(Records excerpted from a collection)
Segment Open
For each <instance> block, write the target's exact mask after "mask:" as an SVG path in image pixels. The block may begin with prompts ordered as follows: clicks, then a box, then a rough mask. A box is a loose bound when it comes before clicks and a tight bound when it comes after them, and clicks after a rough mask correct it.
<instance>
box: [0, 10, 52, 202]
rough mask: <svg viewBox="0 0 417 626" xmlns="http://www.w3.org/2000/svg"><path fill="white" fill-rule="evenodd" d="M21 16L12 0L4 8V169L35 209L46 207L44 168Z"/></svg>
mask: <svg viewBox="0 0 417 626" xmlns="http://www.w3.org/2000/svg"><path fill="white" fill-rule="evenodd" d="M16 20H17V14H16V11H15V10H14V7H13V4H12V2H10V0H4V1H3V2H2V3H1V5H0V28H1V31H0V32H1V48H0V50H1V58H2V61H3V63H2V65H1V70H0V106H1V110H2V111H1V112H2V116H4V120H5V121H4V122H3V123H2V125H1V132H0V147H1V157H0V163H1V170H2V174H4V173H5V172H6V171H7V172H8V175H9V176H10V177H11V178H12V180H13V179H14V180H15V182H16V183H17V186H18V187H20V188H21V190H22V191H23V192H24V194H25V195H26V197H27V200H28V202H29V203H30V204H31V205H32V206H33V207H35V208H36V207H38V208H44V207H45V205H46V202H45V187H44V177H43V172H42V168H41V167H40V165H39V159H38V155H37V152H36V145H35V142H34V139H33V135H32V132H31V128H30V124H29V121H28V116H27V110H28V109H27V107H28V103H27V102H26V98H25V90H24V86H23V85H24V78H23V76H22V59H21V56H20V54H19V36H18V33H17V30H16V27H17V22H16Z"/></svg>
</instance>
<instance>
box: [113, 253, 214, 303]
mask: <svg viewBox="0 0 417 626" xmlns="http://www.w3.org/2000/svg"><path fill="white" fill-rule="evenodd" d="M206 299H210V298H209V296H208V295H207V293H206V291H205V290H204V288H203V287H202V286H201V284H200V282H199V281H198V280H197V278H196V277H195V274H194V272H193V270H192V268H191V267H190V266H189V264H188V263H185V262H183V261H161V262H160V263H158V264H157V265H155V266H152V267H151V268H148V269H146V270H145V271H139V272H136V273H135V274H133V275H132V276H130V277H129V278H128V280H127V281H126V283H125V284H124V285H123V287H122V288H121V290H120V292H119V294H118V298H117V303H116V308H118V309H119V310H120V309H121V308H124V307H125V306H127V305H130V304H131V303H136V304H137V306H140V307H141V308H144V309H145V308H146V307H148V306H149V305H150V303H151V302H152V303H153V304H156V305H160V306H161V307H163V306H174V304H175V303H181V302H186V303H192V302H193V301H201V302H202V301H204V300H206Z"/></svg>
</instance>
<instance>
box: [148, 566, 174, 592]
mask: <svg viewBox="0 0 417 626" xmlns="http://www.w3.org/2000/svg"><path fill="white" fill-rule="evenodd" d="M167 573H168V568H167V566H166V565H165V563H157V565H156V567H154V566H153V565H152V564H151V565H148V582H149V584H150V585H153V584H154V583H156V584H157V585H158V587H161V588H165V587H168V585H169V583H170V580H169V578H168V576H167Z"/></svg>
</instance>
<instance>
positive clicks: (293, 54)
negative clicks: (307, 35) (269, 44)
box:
Segment Closed
*What you are asked to do:* State how many lines of the listing above contain the string "clicks". Give only the number.

*Task answer:* 3